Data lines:
▬▬▬

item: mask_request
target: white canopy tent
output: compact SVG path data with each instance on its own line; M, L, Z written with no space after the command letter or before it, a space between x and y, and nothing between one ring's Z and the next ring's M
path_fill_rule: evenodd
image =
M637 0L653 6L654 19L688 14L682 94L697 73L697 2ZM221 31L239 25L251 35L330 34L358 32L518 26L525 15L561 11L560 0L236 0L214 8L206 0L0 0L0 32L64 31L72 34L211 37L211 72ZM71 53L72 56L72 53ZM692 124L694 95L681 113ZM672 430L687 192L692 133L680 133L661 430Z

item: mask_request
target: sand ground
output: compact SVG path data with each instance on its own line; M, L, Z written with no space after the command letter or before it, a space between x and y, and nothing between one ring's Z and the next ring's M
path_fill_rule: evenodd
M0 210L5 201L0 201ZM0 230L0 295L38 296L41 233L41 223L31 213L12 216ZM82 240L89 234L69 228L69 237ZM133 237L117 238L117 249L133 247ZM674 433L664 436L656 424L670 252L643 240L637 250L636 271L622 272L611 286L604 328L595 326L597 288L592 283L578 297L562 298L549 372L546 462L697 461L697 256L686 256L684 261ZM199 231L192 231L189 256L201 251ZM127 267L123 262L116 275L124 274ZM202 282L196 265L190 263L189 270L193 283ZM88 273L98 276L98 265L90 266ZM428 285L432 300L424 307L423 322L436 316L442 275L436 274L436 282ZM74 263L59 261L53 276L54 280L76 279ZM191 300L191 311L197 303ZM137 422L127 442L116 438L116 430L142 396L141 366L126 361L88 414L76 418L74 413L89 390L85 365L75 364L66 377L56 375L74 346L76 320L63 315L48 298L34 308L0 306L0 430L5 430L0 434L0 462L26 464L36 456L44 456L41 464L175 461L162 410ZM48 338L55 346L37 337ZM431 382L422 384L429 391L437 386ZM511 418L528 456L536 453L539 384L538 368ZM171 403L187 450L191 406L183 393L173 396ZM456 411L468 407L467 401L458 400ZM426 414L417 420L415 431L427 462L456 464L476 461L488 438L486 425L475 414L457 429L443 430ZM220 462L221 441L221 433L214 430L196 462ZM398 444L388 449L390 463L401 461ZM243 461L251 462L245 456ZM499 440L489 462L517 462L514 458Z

▬▬▬

- Task instructions:
Reproduce all of the rows above verbatim, changing nothing.

- Task answer:
item: mask_request
target: white canopy tent
output: compact SVG path data with each instance on its own line; M, L, Z written with no space after the command letter or before it, a space between x and y, and nothing between one ring's Z and the next ring's M
path_fill_rule: evenodd
image =
M637 0L653 6L654 19L688 14L682 94L697 73L697 2ZM221 31L239 25L251 35L330 34L358 32L518 26L525 15L561 11L560 0L236 0L214 8L206 0L0 0L0 32L64 31L72 34L211 37L211 72ZM71 53L72 56L72 53ZM692 124L694 95L681 113ZM672 430L687 192L692 133L680 133L661 430Z

item: mask_request
target: sand ground
output: compact SVG path data with each instance on its own line; M, L, Z written with no space after the command letter or before it, a space between x and y, and nothing between one ring's Z and the next ring's M
path_fill_rule: evenodd
M0 210L5 201L0 201ZM0 230L0 295L38 296L41 233L41 223L31 213L12 216ZM82 240L89 234L69 228L69 237ZM133 237L117 238L117 249L133 247ZM674 433L664 436L656 424L670 252L643 240L637 250L636 271L622 272L611 286L604 328L595 326L597 288L592 283L578 297L562 298L549 372L546 462L697 461L697 256L686 256L684 261ZM199 231L192 231L189 256L201 251ZM127 267L123 262L116 275L124 274ZM202 282L196 265L190 263L189 270L193 283ZM88 273L98 276L98 265L90 266ZM428 285L432 300L424 307L423 322L436 316L442 275L436 274L436 282ZM74 263L59 261L53 276L54 280L76 279ZM191 300L191 311L197 303ZM137 422L127 442L116 438L116 430L142 396L141 366L126 361L88 414L76 418L74 413L89 390L85 365L75 364L66 377L56 375L74 346L76 320L63 315L48 298L34 308L0 306L0 430L5 430L0 434L0 462L26 464L36 456L44 456L41 464L175 461L162 410ZM48 338L55 346L37 337ZM431 382L422 384L429 391L437 386ZM511 418L528 456L536 453L539 384L538 368ZM171 403L187 450L191 406L183 393L173 396ZM456 411L468 407L467 401L458 400ZM426 414L417 420L415 431L427 462L456 464L476 461L488 438L486 425L475 414L457 429L443 430ZM220 462L221 441L221 433L214 430L196 462ZM398 444L388 449L390 463L401 461ZM243 461L251 462L245 456ZM499 440L489 462L517 462L514 458Z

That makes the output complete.